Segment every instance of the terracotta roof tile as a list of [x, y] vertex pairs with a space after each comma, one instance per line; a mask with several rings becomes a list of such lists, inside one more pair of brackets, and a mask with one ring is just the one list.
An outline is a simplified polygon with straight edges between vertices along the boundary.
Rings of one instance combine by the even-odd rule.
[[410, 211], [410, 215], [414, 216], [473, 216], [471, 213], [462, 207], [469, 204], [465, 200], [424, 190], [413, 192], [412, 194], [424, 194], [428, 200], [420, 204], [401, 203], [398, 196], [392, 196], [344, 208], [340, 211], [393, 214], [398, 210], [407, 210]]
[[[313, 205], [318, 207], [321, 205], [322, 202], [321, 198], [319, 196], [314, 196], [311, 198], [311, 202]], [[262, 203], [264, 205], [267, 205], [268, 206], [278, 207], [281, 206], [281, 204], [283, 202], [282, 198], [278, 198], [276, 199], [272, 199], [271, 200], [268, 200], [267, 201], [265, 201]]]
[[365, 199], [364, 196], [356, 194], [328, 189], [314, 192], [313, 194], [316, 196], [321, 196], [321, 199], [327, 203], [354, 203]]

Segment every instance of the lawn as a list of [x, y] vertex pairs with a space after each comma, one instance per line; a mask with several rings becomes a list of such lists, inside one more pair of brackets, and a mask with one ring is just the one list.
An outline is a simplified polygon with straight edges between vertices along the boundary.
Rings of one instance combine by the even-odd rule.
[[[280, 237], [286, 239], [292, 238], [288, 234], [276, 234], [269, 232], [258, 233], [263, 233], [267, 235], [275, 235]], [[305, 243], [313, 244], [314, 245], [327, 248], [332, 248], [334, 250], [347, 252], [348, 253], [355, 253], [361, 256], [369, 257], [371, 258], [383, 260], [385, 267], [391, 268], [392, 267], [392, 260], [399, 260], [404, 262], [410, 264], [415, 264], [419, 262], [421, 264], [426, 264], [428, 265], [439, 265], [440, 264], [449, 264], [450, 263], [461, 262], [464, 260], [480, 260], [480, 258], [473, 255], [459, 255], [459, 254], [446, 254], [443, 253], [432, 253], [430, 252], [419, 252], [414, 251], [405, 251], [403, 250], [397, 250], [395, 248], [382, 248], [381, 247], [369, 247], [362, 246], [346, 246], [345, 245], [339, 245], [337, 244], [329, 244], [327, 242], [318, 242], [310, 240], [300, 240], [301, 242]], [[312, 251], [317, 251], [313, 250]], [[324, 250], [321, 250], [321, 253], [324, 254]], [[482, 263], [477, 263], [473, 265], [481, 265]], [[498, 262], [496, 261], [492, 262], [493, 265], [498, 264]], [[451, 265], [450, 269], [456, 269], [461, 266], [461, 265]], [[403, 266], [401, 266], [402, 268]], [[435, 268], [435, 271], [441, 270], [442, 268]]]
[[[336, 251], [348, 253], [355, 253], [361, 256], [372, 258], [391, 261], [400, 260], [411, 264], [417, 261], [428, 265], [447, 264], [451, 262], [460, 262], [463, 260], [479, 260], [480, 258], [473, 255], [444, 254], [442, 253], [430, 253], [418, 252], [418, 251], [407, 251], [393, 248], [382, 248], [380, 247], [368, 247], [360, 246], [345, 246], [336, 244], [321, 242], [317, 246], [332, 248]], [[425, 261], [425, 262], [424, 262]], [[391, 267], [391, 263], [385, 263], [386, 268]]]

+---+

-- Written instruction --
Could you express all of the material above as a two-column CSV with the headers input and output, giving each stretch of text to be answered its own row alongside the answer that follows it? Put every value in a single quoted field, and turn its line breaks into spaces.

-- Complete response --
input,output
"Segment every instance of the terracotta roof tile as a list of [x, y] vertex pairs with a space after each comma, one instance per line; a mask with several rings becomes a list of such lists, inside one more pair of brackets, and a mask with one ring is just the one list. An outline is a simplified polygon with straight edges between vertices along the boundary. Rings of one instance combine by the even-odd rule.","[[410, 211], [410, 215], [414, 216], [473, 216], [471, 213], [462, 207], [469, 204], [465, 200], [424, 190], [413, 192], [412, 194], [424, 194], [428, 200], [420, 204], [401, 203], [398, 196], [392, 196], [344, 208], [340, 211], [393, 214], [398, 210], [407, 210]] [[[313, 205], [318, 207], [321, 205], [322, 202], [321, 198], [319, 196], [314, 196], [311, 198], [311, 202]], [[262, 203], [264, 205], [267, 205], [268, 206], [278, 207], [281, 206], [281, 204], [283, 202], [282, 198], [278, 198], [276, 199], [272, 199], [271, 200], [268, 200], [267, 201], [265, 201]]] [[365, 199], [364, 196], [356, 194], [328, 189], [314, 192], [313, 194], [316, 196], [321, 196], [321, 199], [327, 203], [354, 203]]"
"Segment every instance of the lawn as a list of [x, y] vertex pairs with a space after each comma, one instance per line; a mask with several rings becomes a list of such lists, inside one more pair of brackets, and a mask with one ring is just the one list. An outline is a simplified polygon with straight edges between vertices along the boundary. Rings of one instance combine by the even-odd rule.","[[[280, 237], [286, 239], [292, 238], [288, 234], [276, 234], [269, 232], [258, 233], [263, 233], [267, 235], [275, 235]], [[305, 243], [313, 244], [314, 245], [327, 248], [332, 248], [334, 250], [347, 252], [348, 253], [355, 253], [361, 256], [369, 257], [371, 258], [383, 260], [385, 267], [391, 268], [392, 267], [392, 260], [399, 260], [404, 262], [410, 264], [415, 264], [419, 262], [421, 264], [426, 264], [428, 265], [439, 265], [440, 264], [449, 264], [450, 263], [461, 262], [464, 260], [480, 260], [480, 258], [473, 255], [459, 255], [459, 254], [446, 254], [443, 253], [432, 253], [430, 252], [419, 252], [414, 251], [405, 251], [403, 250], [397, 250], [395, 248], [382, 248], [381, 247], [369, 247], [362, 246], [346, 246], [345, 245], [339, 245], [337, 244], [329, 244], [327, 242], [318, 242], [310, 240], [300, 240], [301, 242]], [[312, 251], [317, 251], [313, 250]], [[324, 250], [321, 250], [321, 253], [324, 254]], [[482, 263], [477, 263], [473, 265], [481, 265]], [[498, 262], [496, 261], [492, 262], [493, 265], [498, 264]], [[451, 265], [450, 269], [456, 269], [461, 266], [461, 265]], [[403, 266], [401, 266], [402, 268]], [[435, 268], [435, 271], [441, 270], [442, 268]]] [[[336, 251], [348, 253], [355, 253], [361, 256], [372, 258], [391, 261], [400, 260], [411, 264], [417, 261], [428, 265], [447, 264], [451, 262], [460, 262], [463, 260], [479, 260], [480, 258], [473, 255], [444, 254], [442, 253], [430, 253], [418, 252], [418, 251], [407, 251], [393, 248], [382, 248], [380, 247], [368, 247], [360, 246], [345, 246], [336, 244], [321, 242], [317, 246], [332, 248]], [[425, 261], [425, 262], [424, 262]], [[391, 267], [391, 263], [385, 263], [386, 268]]]"